_WHAT YOU HAVE TO DO_
Convert every line of the rows below into a Markdown table with the columns "No." and "Line," numbering the lines in order and skipping blank ones. Leave the pictures out of the table.

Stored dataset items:
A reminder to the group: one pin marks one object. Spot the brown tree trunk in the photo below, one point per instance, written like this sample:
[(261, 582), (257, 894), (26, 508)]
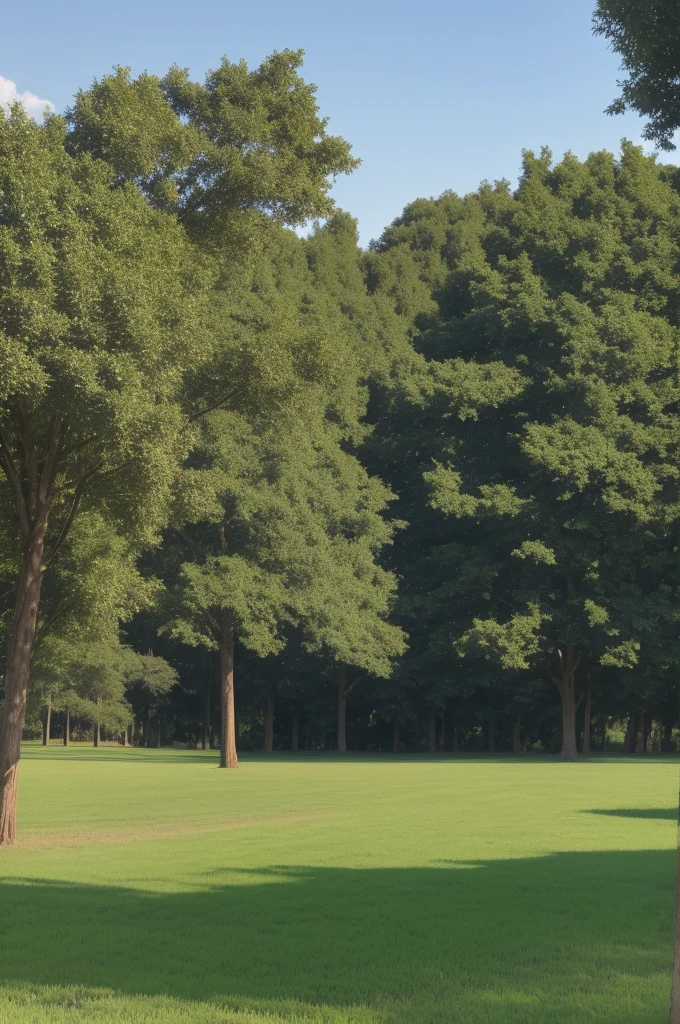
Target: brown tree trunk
[(268, 720), (227, 747), (342, 711), (565, 683), (675, 988), (47, 722), (205, 743), (639, 733), (431, 731), (12, 712), (587, 720)]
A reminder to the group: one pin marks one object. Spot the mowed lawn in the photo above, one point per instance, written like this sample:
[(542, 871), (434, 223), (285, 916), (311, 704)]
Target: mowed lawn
[(150, 886)]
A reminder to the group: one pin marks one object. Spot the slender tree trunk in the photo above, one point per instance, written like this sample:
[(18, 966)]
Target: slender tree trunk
[(206, 722), (47, 722), (227, 747), (639, 733), (268, 720), (675, 988), (431, 731), (667, 738), (342, 710), (565, 683), (587, 720), (12, 712)]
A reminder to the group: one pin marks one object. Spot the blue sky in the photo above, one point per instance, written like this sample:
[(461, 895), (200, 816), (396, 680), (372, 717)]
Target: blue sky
[(432, 95)]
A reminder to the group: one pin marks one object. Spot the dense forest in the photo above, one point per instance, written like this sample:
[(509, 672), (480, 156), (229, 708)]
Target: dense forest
[(267, 492)]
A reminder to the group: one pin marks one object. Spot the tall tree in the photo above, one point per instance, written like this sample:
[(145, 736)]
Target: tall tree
[(646, 36)]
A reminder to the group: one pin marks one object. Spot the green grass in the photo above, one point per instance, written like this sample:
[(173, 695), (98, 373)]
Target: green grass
[(150, 887)]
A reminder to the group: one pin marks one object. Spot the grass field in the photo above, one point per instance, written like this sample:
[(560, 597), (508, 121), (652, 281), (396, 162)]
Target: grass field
[(150, 886)]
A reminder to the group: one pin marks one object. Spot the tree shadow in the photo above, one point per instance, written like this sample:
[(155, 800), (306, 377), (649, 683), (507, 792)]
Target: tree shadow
[(665, 813), (487, 942)]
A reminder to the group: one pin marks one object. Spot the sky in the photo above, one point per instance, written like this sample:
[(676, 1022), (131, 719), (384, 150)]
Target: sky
[(432, 95)]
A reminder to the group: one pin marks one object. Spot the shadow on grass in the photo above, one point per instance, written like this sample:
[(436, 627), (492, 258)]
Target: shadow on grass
[(546, 939), (667, 813)]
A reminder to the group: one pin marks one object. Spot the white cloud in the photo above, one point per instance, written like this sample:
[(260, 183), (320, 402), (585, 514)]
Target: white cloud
[(34, 104)]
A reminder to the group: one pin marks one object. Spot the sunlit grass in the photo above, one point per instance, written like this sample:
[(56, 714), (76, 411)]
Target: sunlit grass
[(150, 887)]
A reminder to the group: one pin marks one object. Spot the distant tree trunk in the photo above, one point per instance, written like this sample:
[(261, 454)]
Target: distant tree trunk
[(227, 747), (587, 720), (47, 723), (565, 683), (639, 733), (667, 738), (431, 731), (675, 989), (646, 732), (205, 743), (17, 663), (342, 710), (492, 736), (268, 720)]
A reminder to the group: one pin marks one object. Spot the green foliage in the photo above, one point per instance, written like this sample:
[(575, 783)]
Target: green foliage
[(646, 36)]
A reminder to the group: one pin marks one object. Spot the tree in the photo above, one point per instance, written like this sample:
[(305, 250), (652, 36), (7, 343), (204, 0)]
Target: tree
[(93, 344), (646, 36)]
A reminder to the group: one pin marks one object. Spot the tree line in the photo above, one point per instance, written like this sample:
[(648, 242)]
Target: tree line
[(424, 495)]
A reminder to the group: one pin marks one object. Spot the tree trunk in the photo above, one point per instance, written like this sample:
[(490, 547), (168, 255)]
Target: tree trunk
[(206, 723), (431, 731), (639, 733), (675, 988), (268, 720), (47, 722), (565, 683), (587, 720), (667, 738), (227, 745), (342, 711), (19, 647)]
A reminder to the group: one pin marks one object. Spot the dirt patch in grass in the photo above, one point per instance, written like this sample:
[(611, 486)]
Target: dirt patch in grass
[(134, 834)]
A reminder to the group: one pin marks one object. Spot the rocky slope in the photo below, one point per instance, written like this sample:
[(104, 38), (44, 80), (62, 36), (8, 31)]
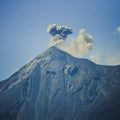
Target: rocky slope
[(57, 86)]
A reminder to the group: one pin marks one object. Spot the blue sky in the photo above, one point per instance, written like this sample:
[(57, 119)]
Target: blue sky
[(23, 26)]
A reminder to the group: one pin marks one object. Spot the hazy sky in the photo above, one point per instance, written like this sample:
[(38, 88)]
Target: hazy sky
[(23, 26)]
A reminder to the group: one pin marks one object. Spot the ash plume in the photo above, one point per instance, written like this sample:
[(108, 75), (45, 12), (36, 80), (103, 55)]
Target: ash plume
[(77, 47)]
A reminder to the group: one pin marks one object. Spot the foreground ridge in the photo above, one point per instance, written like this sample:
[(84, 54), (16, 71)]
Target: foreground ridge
[(58, 86)]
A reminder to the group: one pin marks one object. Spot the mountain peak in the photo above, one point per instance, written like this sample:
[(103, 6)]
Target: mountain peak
[(58, 86)]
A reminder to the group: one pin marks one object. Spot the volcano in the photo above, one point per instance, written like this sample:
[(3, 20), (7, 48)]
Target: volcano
[(58, 86)]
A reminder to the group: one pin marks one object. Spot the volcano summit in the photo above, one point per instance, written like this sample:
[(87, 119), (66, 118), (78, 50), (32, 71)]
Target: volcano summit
[(58, 86)]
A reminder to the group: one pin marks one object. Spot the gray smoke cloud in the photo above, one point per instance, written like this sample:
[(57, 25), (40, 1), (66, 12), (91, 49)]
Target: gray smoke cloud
[(77, 47), (61, 31)]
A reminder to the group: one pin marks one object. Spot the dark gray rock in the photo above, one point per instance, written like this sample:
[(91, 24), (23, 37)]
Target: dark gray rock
[(57, 86)]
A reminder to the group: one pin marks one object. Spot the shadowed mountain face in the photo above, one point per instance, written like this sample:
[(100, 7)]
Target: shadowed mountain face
[(57, 86)]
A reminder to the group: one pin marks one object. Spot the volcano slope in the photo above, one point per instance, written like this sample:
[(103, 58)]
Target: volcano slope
[(58, 86)]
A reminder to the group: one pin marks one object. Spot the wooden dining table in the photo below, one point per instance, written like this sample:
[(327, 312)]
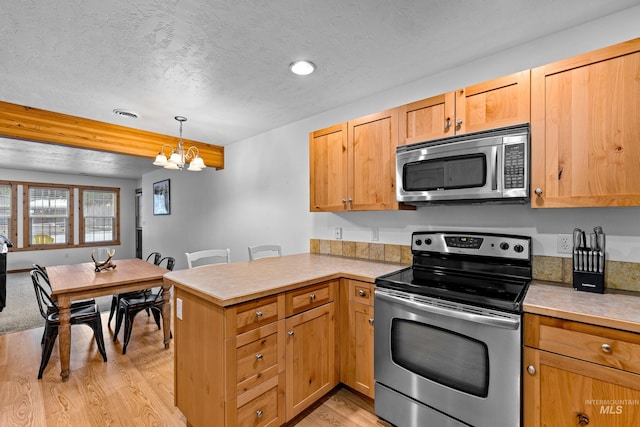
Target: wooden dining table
[(78, 281)]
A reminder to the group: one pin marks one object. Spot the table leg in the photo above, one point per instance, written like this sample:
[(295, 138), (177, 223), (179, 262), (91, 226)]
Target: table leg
[(166, 313), (64, 335)]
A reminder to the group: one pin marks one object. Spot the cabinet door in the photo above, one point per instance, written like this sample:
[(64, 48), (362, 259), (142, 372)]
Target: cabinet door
[(563, 391), (372, 162), (585, 129), (427, 119), (310, 357), (328, 169), (493, 104), (357, 370)]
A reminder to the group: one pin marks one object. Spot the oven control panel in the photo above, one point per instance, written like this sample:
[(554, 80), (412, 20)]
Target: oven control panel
[(468, 243)]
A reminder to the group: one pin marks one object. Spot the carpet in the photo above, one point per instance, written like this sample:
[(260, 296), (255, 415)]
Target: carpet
[(22, 311)]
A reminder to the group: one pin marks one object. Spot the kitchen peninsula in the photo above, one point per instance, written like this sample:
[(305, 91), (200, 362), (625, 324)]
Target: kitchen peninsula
[(239, 327)]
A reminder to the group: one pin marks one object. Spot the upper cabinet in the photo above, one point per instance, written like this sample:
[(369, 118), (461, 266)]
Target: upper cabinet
[(585, 129), (352, 165), (493, 104)]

_FINAL ANSWER_
| No. | Line |
|---|---|
| 1 | A reminder to the group: one pin marks one object. Spot the brown tree trunk in the photo below, one point per instance, written like this sample: |
| 2 | [(261, 582), (257, 894), (26, 508)] |
| 3 | Target: brown tree trunk |
| 4 | [(268, 720), (227, 747), (342, 711), (565, 683), (675, 988), (47, 722), (205, 743), (639, 733), (431, 731), (12, 712), (587, 720)] |
| 5 | A reminder to the group: one pin marks one object. Spot the mowed lawn in the photo above, one point per instance, written like this sample: |
| 6 | [(542, 871), (434, 223), (285, 916), (311, 704)] |
| 7 | Target: mowed lawn |
| 8 | [(150, 886)] |
| 9 | A reminder to the group: one pin marks one object. Spot the slender tree trunk in the photo above, one point per instance, written like this sample: |
| 10 | [(18, 966)] |
| 11 | Target: slender tree trunk |
| 12 | [(206, 722), (47, 722), (227, 747), (639, 733), (268, 720), (675, 988), (431, 731), (667, 738), (342, 710), (565, 683), (587, 720), (12, 712)] |
| 13 | A reminder to the group: one pin marks one object. Spot the blue sky in the photo above, one point per instance, written like this sample: |
| 14 | [(461, 895), (200, 816), (396, 680), (372, 717)] |
| 15 | Target: blue sky |
| 16 | [(432, 95)] |
| 17 | A reminder to the group: one pin marks one object. Spot the dense forest in the photo above, one point per instance, written like this sample: |
| 18 | [(509, 672), (480, 156), (229, 708)] |
| 19 | Target: dense forest |
| 20 | [(267, 492)] |
| 21 | A reminder to the group: one pin marks one object. Spot the tall tree in the photo above, one point per instance, written like this sample: |
| 22 | [(145, 736)] |
| 23 | Target: tall tree |
| 24 | [(646, 36)] |
| 25 | A reminder to the group: one pin marks one object. Spot the green grass in the photo above, one point per instance, written like this sample: |
| 26 | [(173, 695), (98, 373)] |
| 27 | Target: green grass |
| 28 | [(150, 887)] |
| 29 | A reminder to the group: one pin marks one object. Spot the grass field in the photo above, one point per instance, written like this sample: |
| 30 | [(560, 597), (508, 121), (652, 281), (396, 162)] |
| 31 | Target: grass field |
| 32 | [(150, 886)] |
| 33 | A reminder to the group: one pin marks one object. Spot the tree shadow in the photo above, one point per instance, written like this sample: |
| 34 | [(155, 800), (306, 377), (649, 683), (507, 792)] |
| 35 | Target: tree shadow |
| 36 | [(665, 813), (487, 942)] |
| 37 | A reminder to the group: one pin marks one object. Spot the sky in the photo above, one point per instance, written like this sample: |
| 38 | [(676, 1022), (131, 719), (384, 150)] |
| 39 | Target: sky |
| 40 | [(432, 95)] |
| 41 | A reminder to the group: one pin marks one object. Spot the shadow on grass in the photo above, one point per instance, written like this sample: |
| 42 | [(436, 627), (492, 258)] |
| 43 | Target: shadow on grass |
| 44 | [(546, 939), (667, 813)] |
| 45 | A reminder to the group: one pin marks one object. Spot the white cloud in the photo above, one point per instance, written like this sample: |
| 46 | [(260, 183), (320, 402), (585, 514)] |
| 47 | Target: white cloud |
| 48 | [(34, 104)] |
| 49 | A reminder to the group: one pin marks one object. Spot the sunlit grass in the photo above, one point per instance, written like this sample: |
| 50 | [(56, 714), (76, 411)] |
| 51 | Target: sunlit grass |
| 52 | [(150, 887)] |
| 53 | A reminder to the group: one pin marks one object. Spot the distant tree trunk in the photo above, one point per instance, written like this sample: |
| 54 | [(261, 454)] |
| 55 | Target: distant tree trunk |
| 56 | [(227, 747), (587, 720), (47, 723), (565, 683), (639, 733), (667, 738), (431, 731), (675, 989), (646, 732), (205, 743), (17, 663), (342, 710), (492, 736), (268, 720)] |
| 57 | A reminder to the group: one pin marks one object. Spot the green foliage in the photo above, one point per instance, written like this sample: |
| 58 | [(575, 783)] |
| 59 | Target: green foliage |
| 60 | [(646, 36)] |
| 61 | A reminder to the group: one pin marks one object. Spot the tree in the photo above, one point per instance, written like this sample: |
| 62 | [(305, 250), (652, 36), (7, 343), (204, 0)] |
| 63 | Target: tree |
| 64 | [(93, 344), (646, 36)] |
| 65 | A reminder to the group: one pin marks one object. Spot the tree line in the photo above, one point per instance, written like this sample: |
| 66 | [(648, 242)] |
| 67 | Target: tree line |
| 68 | [(424, 495)] |
| 69 | A reminder to the group: one pin marks one object. Spot the tree trunk in the photo above, one point per instance, written like this sample: |
| 70 | [(490, 547), (168, 255)] |
| 71 | Target: tree trunk |
| 72 | [(206, 723), (431, 731), (639, 733), (675, 988), (268, 720), (47, 722), (565, 683), (587, 720), (667, 738), (227, 745), (342, 711), (19, 647)] |
| 73 | A reminder to the group: one pin marks one object. Spot the dirt patch in grass in the photo above, one point per instance, written like this sample: |
| 74 | [(611, 486)] |
| 75 | Target: dirt patch in grass |
| 76 | [(134, 834)] |
| 77 | A reminder to the group: one pin marks one object. Spot the rocky slope in the photo below, one point per instance, written like this sample: |
| 78 | [(104, 38), (44, 80), (62, 36), (8, 31)] |
| 79 | Target: rocky slope |
| 80 | [(57, 86)] |
| 81 | A reminder to the group: one pin marks one object. Spot the blue sky in the photo above, one point per instance, written like this sample: |
| 82 | [(57, 119)] |
| 83 | Target: blue sky |
| 84 | [(23, 26)] |
| 85 | A reminder to the group: one pin marks one object. Spot the hazy sky in the photo above, one point per instance, written like this sample: |
| 86 | [(38, 88)] |
| 87 | Target: hazy sky |
| 88 | [(23, 26)] |
| 89 | A reminder to the group: one pin marks one object. Spot the ash plume in the photo above, one point per instance, written like this sample: |
| 90 | [(108, 75), (45, 12), (36, 80), (103, 55)] |
| 91 | Target: ash plume |
| 92 | [(77, 47)] |
| 93 | A reminder to the group: one pin marks one object. Spot the foreground ridge in the photo above, one point per instance, written like this sample: |
| 94 | [(84, 54), (16, 71)] |
| 95 | Target: foreground ridge |
| 96 | [(58, 86)] |
| 97 | A reminder to the group: one pin marks one object. Spot the mountain peak in the photo above, one point per instance, written like this sample: |
| 98 | [(103, 6)] |
| 99 | Target: mountain peak |
| 100 | [(58, 86)] |
| 101 | A reminder to the group: one pin marks one object. Spot the volcano in the photo above, one point per instance, written like this sample: |
| 102 | [(3, 20), (7, 48)] |
| 103 | Target: volcano |
| 104 | [(58, 86)] |
| 105 | A reminder to the group: one pin marks one object. Spot the volcano summit in the photo above, one point per instance, written like this sample: |
| 106 | [(87, 119), (66, 118), (78, 50), (32, 71)] |
| 107 | Target: volcano summit |
| 108 | [(58, 86)] |
| 109 | A reminder to the group: one pin marks one object. Spot the gray smoke cloud in the photo above, one point per instance, written like this sample: |
| 110 | [(57, 25), (40, 1), (66, 12), (91, 49)] |
| 111 | Target: gray smoke cloud |
| 112 | [(77, 47), (61, 31)] |
| 113 | A reminder to the group: one pin marks one object. Spot the dark gray rock in the photo above, one point per instance, written like this sample: |
| 114 | [(91, 24), (23, 37)] |
| 115 | Target: dark gray rock |
| 116 | [(57, 86)] |
| 117 | A reminder to the group: one pin marks one object. Spot the shadowed mountain face in the photo above, one point per instance, written like this sample: |
| 118 | [(100, 7)] |
| 119 | Target: shadowed mountain face |
| 120 | [(57, 86)] |
| 121 | A reminder to the group: one pin marks one object. Spot the volcano slope in the photo above, one point per instance, written like this sample: |
| 122 | [(103, 58)] |
| 123 | Target: volcano slope |
| 124 | [(58, 86)] |
| 125 | A reminder to the group: one pin marks one object. Spot the wooden dining table in the photo below, one point per instance, written like this sample: |
| 126 | [(327, 312)] |
| 127 | Target: wooden dining table |
| 128 | [(78, 281)] |
| 129 | A reminder to the group: one pin marks one object. Spot the table leg in the photo above, one point per instance, written like this sample: |
| 130 | [(295, 138), (177, 223), (179, 262), (91, 226)] |
| 131 | Target: table leg |
| 132 | [(166, 313), (64, 335)] |
| 133 | A reminder to the group: one pin marks one object. Spot the cabinet door in the photo above, one point per instance, written like this sample: |
| 134 | [(64, 48), (362, 259), (142, 372)] |
| 135 | Target: cabinet door |
| 136 | [(563, 391), (372, 162), (585, 129), (427, 119), (310, 357), (328, 169), (493, 104), (357, 370)] |
| 137 | A reminder to the group: one pin marks one object. Spot the oven control panel in the photo above, one point per instance, written like this sample: |
| 138 | [(554, 80), (412, 20)] |
| 139 | Target: oven control panel |
| 140 | [(468, 243)] |
| 141 | A reminder to the group: one pin marks one object. Spot the carpet in the photo above, one point per instance, written like this sample: |
| 142 | [(260, 296), (255, 415)] |
| 143 | Target: carpet |
| 144 | [(22, 311)] |
| 145 | A reminder to the group: one pin marks one object. Spot the kitchen peninsula in the photo above, one point per instance, written like this sample: |
| 146 | [(305, 91), (200, 362), (625, 324)] |
| 147 | Target: kitchen peninsula |
| 148 | [(239, 327)] |
| 149 | A reminder to the group: one pin marks one object. Spot the upper cabinet in the photo above, one point per instance, written like this sample: |
| 150 | [(369, 118), (461, 266)] |
| 151 | Target: upper cabinet |
| 152 | [(585, 129), (352, 165), (493, 104)] |